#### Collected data

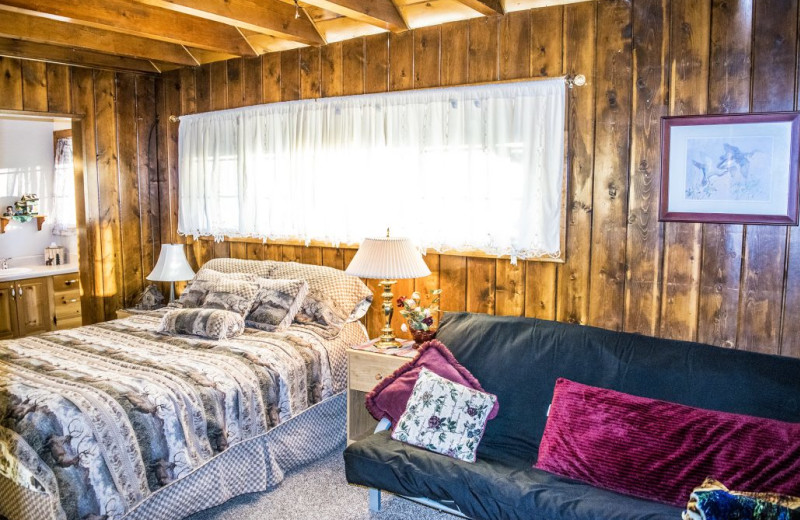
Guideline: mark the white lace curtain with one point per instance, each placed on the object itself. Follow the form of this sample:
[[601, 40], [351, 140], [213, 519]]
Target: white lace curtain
[[455, 168], [63, 212]]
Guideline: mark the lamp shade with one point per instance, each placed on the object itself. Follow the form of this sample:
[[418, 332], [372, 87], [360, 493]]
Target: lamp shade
[[392, 258], [172, 265]]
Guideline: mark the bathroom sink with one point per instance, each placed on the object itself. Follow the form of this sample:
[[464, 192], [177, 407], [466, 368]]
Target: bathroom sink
[[13, 271]]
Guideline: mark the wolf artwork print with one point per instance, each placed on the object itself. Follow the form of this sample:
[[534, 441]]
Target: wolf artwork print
[[738, 169]]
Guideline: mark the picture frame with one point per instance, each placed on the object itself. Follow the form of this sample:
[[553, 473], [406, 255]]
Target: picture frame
[[730, 169]]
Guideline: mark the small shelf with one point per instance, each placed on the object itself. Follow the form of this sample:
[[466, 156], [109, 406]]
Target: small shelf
[[5, 220]]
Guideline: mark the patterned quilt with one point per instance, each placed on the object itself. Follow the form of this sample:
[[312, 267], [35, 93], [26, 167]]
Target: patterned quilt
[[105, 415]]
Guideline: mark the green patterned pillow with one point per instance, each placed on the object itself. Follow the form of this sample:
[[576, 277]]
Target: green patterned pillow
[[207, 323], [445, 417], [231, 295]]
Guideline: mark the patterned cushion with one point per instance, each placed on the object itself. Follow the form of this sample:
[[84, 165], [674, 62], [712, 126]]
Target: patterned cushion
[[713, 501], [208, 323], [277, 303], [231, 295], [334, 298], [195, 292], [444, 417]]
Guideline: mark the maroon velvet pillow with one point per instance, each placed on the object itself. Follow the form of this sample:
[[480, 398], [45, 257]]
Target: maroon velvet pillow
[[390, 397], [661, 451]]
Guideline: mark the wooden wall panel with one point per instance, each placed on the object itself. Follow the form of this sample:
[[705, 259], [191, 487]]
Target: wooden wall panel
[[726, 285]]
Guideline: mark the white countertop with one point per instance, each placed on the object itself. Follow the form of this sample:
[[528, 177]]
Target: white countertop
[[22, 272]]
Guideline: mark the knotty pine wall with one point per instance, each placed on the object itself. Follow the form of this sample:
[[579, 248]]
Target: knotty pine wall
[[119, 225], [731, 285]]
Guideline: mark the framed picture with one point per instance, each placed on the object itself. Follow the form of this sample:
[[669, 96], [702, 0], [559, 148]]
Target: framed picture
[[730, 168]]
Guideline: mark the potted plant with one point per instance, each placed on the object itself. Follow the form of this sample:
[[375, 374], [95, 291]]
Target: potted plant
[[420, 319]]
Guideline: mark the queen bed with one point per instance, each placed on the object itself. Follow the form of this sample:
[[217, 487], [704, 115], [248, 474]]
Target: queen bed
[[122, 420]]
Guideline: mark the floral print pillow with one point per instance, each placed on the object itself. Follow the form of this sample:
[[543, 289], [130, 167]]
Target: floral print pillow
[[445, 417]]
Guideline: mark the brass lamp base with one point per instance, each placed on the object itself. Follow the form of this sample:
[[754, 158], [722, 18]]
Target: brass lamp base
[[387, 339]]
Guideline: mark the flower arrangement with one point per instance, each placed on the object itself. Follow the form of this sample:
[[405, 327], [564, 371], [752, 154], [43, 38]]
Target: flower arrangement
[[417, 316]]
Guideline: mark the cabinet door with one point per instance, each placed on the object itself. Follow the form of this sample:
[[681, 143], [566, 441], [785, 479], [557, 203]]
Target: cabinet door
[[8, 310], [33, 306]]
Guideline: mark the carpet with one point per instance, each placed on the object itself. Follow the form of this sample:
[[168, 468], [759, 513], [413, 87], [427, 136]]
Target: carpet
[[318, 490]]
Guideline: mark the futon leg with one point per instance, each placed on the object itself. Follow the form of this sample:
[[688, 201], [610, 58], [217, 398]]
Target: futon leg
[[374, 500]]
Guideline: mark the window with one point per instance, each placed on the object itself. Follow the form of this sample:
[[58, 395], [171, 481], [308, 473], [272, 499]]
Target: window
[[456, 168]]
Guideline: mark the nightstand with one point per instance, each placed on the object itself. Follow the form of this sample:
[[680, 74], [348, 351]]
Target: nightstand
[[366, 367]]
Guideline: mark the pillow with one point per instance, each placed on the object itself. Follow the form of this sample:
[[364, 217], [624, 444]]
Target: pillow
[[277, 303], [659, 450], [195, 292], [389, 398], [713, 501], [208, 323], [333, 299], [445, 417], [231, 295]]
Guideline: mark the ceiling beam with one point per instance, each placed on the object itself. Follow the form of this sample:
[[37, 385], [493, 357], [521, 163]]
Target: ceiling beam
[[270, 17], [381, 13], [485, 7], [66, 56], [43, 30], [139, 20]]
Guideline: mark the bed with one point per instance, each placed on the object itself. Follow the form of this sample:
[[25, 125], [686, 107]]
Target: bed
[[117, 420]]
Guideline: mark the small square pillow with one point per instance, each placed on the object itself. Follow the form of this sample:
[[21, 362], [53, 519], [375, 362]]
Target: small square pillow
[[195, 292], [277, 303], [231, 295], [389, 398], [207, 323], [444, 417]]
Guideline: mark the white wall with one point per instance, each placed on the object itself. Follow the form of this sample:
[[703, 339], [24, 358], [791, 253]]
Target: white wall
[[26, 166]]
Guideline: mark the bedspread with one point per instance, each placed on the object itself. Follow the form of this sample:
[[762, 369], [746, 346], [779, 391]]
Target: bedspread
[[100, 417]]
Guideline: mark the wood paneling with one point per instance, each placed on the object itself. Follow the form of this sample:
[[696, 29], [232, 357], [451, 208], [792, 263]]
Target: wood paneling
[[726, 285]]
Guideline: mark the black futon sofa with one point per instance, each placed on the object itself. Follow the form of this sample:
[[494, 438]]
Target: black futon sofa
[[519, 360]]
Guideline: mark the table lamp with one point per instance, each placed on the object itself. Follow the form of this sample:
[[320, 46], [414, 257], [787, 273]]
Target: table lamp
[[172, 267], [387, 259]]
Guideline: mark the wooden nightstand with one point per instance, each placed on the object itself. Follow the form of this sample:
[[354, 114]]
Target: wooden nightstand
[[365, 369]]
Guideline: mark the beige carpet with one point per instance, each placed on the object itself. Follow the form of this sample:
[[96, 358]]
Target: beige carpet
[[318, 491]]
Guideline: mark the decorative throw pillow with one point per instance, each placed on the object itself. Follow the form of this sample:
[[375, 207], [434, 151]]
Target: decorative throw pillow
[[333, 299], [445, 417], [713, 501], [389, 398], [231, 295], [195, 292], [277, 303], [208, 323], [659, 450]]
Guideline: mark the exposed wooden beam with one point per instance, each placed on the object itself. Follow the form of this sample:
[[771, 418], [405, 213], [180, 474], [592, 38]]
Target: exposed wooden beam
[[263, 16], [138, 20], [485, 7], [381, 13], [64, 55], [43, 30]]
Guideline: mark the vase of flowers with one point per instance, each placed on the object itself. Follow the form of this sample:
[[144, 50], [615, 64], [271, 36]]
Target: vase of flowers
[[419, 318]]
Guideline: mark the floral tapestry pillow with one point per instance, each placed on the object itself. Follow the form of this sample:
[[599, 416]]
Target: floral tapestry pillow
[[195, 292], [231, 295], [277, 303], [207, 323], [444, 417]]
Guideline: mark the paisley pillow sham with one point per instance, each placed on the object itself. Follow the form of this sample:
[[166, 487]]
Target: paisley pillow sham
[[207, 323], [445, 417], [277, 303]]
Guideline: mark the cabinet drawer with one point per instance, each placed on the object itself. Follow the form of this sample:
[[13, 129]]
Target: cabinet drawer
[[367, 369], [68, 323], [66, 282], [67, 304]]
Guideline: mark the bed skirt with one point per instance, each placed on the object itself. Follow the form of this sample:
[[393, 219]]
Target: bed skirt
[[254, 465]]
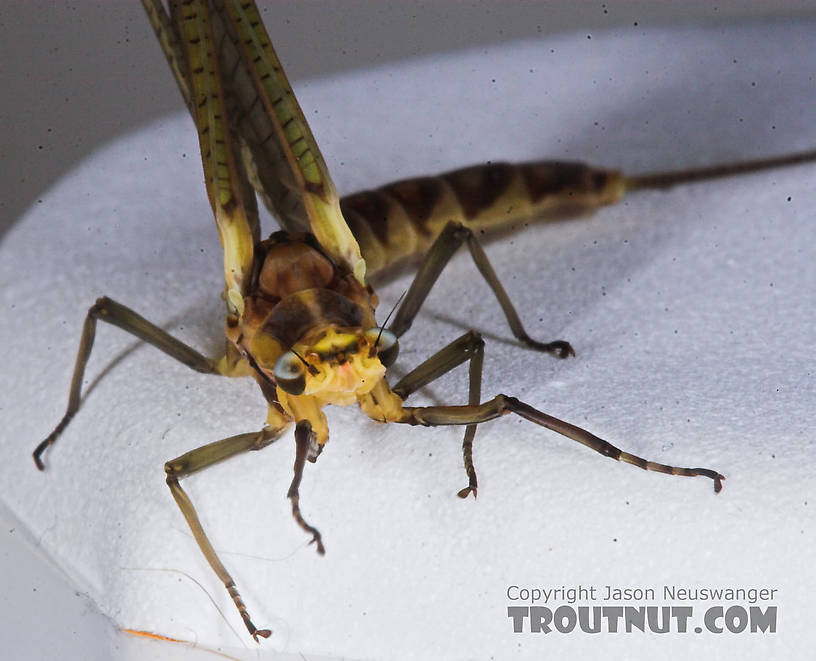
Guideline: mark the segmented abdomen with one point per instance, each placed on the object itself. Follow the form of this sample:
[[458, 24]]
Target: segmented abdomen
[[398, 222]]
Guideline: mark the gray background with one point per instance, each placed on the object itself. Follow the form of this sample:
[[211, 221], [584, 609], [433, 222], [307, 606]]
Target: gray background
[[75, 76]]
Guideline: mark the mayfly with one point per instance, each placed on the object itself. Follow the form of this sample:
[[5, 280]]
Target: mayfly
[[299, 309]]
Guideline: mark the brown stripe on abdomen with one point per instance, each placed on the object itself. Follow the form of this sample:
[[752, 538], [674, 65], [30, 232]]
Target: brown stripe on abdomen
[[399, 221]]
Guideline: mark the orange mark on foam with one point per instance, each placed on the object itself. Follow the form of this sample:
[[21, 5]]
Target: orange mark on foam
[[167, 639]]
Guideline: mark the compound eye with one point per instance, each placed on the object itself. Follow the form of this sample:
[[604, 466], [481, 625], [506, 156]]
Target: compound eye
[[387, 346], [290, 373]]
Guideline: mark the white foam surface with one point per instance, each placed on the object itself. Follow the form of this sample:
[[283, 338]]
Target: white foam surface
[[691, 312]]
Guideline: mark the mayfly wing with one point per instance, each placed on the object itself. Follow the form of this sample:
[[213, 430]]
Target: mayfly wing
[[196, 68], [293, 135], [263, 159]]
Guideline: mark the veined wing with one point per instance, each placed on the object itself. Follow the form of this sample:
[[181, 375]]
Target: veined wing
[[264, 162], [277, 149], [187, 39]]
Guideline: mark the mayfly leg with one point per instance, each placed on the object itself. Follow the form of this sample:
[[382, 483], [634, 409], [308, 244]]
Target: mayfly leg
[[446, 244], [471, 345], [199, 459], [303, 445], [108, 310]]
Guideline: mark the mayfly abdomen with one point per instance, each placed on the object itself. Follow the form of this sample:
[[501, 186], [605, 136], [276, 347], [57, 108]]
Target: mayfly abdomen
[[398, 222]]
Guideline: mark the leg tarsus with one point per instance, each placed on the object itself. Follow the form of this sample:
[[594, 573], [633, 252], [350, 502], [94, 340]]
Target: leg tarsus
[[303, 443], [502, 405], [108, 310], [197, 460]]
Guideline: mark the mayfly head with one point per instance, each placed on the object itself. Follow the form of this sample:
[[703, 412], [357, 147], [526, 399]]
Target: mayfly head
[[336, 365]]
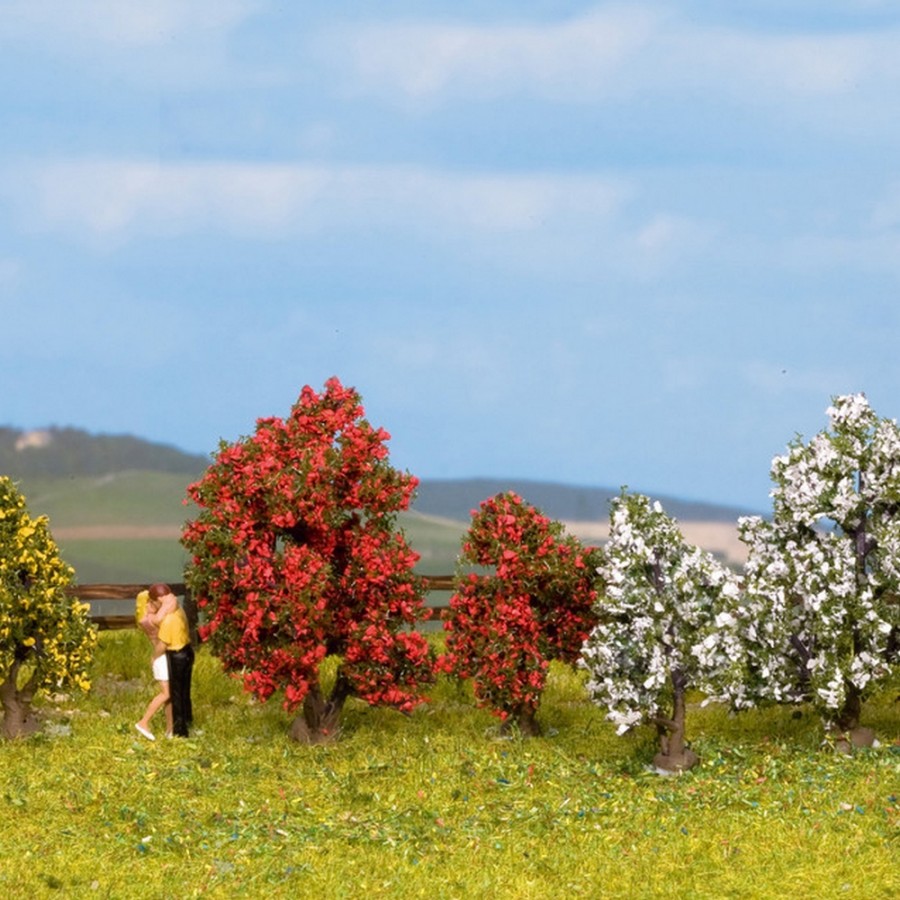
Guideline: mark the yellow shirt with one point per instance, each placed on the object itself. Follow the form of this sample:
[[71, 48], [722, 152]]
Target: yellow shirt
[[174, 631], [140, 605]]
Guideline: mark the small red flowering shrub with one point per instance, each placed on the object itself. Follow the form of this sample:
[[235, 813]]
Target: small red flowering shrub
[[295, 556], [535, 605]]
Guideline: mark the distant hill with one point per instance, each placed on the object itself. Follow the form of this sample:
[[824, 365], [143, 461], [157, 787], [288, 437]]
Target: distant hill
[[455, 498], [71, 452], [56, 452]]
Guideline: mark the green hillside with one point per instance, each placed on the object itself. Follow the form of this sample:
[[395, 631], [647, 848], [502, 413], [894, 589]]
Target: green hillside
[[125, 526], [116, 503]]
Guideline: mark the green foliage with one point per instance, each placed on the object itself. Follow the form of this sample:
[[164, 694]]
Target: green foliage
[[431, 806], [45, 635]]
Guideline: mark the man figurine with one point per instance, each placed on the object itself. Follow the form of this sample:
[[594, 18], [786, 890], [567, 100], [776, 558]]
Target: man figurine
[[174, 632]]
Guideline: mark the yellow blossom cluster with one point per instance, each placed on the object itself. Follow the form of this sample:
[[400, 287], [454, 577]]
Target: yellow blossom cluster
[[42, 628]]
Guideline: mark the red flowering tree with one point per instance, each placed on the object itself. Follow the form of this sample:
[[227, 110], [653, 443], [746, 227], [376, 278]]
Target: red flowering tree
[[534, 605], [296, 556]]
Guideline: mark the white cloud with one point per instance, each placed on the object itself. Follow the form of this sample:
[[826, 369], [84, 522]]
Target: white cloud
[[780, 378], [576, 56], [114, 200], [619, 51]]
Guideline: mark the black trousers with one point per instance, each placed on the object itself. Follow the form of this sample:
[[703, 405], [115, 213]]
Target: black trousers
[[181, 665]]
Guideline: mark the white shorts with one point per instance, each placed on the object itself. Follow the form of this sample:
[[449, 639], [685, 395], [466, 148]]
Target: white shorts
[[161, 668]]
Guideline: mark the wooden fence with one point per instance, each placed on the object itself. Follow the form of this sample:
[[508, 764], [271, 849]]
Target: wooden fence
[[124, 595]]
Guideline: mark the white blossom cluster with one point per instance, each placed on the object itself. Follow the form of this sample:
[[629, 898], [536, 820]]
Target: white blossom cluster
[[821, 579], [664, 607]]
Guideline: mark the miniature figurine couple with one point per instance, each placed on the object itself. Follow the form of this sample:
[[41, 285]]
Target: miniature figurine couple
[[166, 626]]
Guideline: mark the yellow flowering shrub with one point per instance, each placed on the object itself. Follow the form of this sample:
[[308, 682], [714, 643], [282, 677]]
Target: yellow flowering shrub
[[46, 636]]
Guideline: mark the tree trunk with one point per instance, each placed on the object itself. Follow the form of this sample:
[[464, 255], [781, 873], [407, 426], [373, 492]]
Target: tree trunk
[[673, 755], [319, 722], [18, 718], [849, 734], [522, 722]]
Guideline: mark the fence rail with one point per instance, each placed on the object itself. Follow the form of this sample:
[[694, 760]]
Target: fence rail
[[126, 593]]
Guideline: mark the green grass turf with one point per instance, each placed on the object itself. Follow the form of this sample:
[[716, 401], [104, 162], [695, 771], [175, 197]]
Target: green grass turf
[[433, 804]]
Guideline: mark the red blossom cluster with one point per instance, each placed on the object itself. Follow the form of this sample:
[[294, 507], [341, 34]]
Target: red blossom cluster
[[535, 605], [295, 556]]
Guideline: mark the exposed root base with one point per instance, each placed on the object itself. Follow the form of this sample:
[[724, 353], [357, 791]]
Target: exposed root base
[[679, 762]]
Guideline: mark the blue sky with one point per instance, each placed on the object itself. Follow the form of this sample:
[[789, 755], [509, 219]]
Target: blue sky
[[600, 244]]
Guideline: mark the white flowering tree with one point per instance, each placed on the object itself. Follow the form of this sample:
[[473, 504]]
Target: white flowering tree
[[823, 576], [664, 603]]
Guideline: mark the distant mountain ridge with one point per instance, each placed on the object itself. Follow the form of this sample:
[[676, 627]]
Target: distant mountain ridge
[[58, 452], [71, 452], [456, 498]]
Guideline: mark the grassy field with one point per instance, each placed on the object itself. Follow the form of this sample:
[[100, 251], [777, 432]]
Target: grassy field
[[434, 805]]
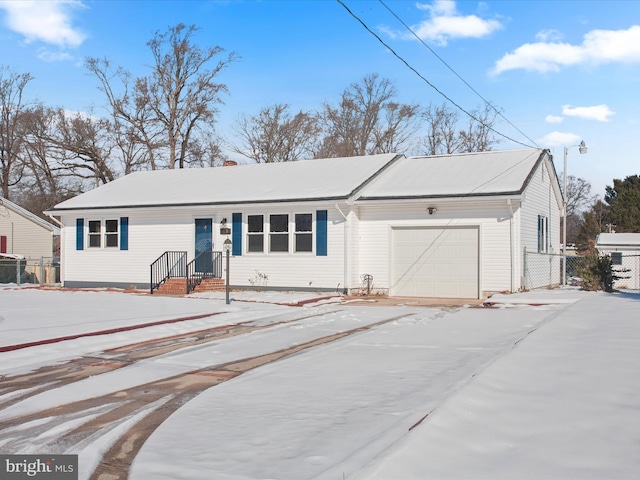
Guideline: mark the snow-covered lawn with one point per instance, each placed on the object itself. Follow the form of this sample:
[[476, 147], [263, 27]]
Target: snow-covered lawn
[[543, 385]]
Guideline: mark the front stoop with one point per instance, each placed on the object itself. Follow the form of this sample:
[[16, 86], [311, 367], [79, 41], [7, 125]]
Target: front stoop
[[178, 286], [210, 285]]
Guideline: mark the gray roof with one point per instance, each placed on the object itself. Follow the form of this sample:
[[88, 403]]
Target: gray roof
[[386, 176], [466, 174], [305, 180], [28, 215]]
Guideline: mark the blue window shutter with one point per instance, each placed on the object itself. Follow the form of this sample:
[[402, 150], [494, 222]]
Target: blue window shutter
[[546, 234], [124, 233], [236, 234], [79, 233], [321, 233], [539, 233]]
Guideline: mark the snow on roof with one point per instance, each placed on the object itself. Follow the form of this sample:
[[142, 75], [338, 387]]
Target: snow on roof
[[482, 173], [331, 178], [619, 239]]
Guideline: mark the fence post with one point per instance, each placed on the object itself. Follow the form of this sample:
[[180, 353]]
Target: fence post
[[523, 278]]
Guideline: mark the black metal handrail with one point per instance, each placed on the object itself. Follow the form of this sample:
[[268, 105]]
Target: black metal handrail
[[205, 265], [168, 265]]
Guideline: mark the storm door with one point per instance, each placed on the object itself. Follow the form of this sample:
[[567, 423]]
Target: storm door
[[204, 263]]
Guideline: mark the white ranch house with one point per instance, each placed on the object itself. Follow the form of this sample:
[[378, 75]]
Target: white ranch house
[[441, 226]]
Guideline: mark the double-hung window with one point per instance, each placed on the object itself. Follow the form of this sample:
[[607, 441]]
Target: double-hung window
[[255, 233], [111, 233], [279, 233], [543, 234], [304, 232], [95, 233]]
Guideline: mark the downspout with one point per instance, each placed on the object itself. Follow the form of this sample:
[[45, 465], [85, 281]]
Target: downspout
[[511, 244], [346, 233], [62, 233]]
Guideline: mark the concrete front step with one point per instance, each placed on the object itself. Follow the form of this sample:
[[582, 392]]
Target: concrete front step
[[178, 286]]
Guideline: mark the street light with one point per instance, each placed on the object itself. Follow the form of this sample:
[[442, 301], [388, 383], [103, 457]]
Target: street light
[[582, 148], [227, 248]]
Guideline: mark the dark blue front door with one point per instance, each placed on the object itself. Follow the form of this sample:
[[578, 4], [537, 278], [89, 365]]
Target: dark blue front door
[[203, 244]]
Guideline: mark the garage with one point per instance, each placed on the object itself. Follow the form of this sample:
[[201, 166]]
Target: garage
[[435, 262]]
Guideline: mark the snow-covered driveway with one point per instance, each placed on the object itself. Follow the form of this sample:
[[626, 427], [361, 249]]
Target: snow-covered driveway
[[543, 385]]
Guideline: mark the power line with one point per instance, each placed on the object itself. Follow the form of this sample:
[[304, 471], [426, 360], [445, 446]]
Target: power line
[[428, 82], [488, 103]]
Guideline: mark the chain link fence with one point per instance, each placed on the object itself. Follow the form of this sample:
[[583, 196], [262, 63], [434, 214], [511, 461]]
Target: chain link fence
[[544, 270], [626, 270], [39, 271]]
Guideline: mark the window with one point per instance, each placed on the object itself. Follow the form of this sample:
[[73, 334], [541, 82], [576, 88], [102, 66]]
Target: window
[[616, 258], [279, 233], [94, 233], [255, 233], [111, 233], [304, 235], [543, 234]]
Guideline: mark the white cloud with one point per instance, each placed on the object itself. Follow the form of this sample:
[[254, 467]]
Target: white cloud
[[598, 47], [600, 113], [445, 23], [553, 119], [549, 36], [556, 139], [49, 56], [45, 21]]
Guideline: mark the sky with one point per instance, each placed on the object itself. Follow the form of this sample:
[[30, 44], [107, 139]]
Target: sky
[[559, 71], [542, 385]]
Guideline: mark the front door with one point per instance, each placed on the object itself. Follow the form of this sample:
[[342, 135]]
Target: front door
[[204, 244]]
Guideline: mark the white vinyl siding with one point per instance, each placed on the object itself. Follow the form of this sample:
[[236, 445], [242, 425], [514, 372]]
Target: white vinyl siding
[[151, 232], [540, 199]]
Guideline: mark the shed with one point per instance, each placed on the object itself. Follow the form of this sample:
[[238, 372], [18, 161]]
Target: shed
[[444, 226], [624, 249], [23, 233]]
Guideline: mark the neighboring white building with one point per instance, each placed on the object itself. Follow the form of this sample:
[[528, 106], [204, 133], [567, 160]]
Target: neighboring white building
[[442, 226], [24, 234], [624, 249]]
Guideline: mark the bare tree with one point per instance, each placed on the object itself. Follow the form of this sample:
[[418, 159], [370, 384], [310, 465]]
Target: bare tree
[[181, 91], [445, 137], [478, 135], [579, 198], [274, 135], [160, 115], [365, 121], [396, 128], [138, 137], [12, 107], [441, 124]]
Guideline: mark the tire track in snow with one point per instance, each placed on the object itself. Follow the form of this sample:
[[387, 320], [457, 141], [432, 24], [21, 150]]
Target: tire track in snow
[[103, 414]]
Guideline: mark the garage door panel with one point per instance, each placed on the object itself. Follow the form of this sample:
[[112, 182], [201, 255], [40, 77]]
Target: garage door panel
[[435, 262]]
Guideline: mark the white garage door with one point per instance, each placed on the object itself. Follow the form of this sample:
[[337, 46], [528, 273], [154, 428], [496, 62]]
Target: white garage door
[[435, 262]]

#### TASK REQUIREMENTS
Omit every picture, and please return the entries exactly from the first line through the line with "[[84, 165], [674, 62], [712, 126]]", both included.

#### OUTPUT FOR THIS TASK
Guideline: mark the white lace curtain with one point per instance, each placed on the object itself. Follow the form of this sample:
[[601, 40], [351, 140], [213, 519]]
Target: white lace curtain
[[455, 168], [63, 212]]
Guideline: mark the lamp shade with one point per instance, each placed on the object itself. Follow the form of this sample:
[[418, 332], [372, 87], [360, 493]]
Target: lamp shade
[[392, 258], [172, 265]]
Guideline: mark the bathroom sink with one point per instance, each placed on the object itself. Follow the form of this sample:
[[464, 192], [177, 407], [466, 368]]
Target: bathroom sink
[[13, 271]]
Guideline: mark the wolf artwork print with one point per instance, each placed on the object itself. Follow the form of this sample:
[[534, 441]]
Target: wolf artwork print
[[738, 169]]
Guideline: mark the picture frame with one point per instance, each placed on the object itself. Follow the form of this sample:
[[553, 473], [406, 255]]
Target: picture frame
[[730, 169]]
Guideline: mark the small shelf with one point per instance, each placed on the object itself. Follow the form of this sample:
[[466, 156], [109, 406]]
Target: small shelf
[[5, 220]]
Guideline: mark the patterned quilt with one point per instance, each placed on the object itself. Follow the form of this sample:
[[312, 267], [35, 93], [26, 167]]
Target: patterned quilt
[[105, 415]]
Guideline: mark the green patterned pillow with one point per instance, each placed on the object itself. Follow the form of this sample:
[[576, 277]]
Target: green patterned pillow
[[207, 323], [445, 417], [231, 295]]
Guideline: mark the patterned cushion with one point per instance, each placed on the object itself. Follow the form of this sample:
[[84, 165], [674, 62], [712, 126]]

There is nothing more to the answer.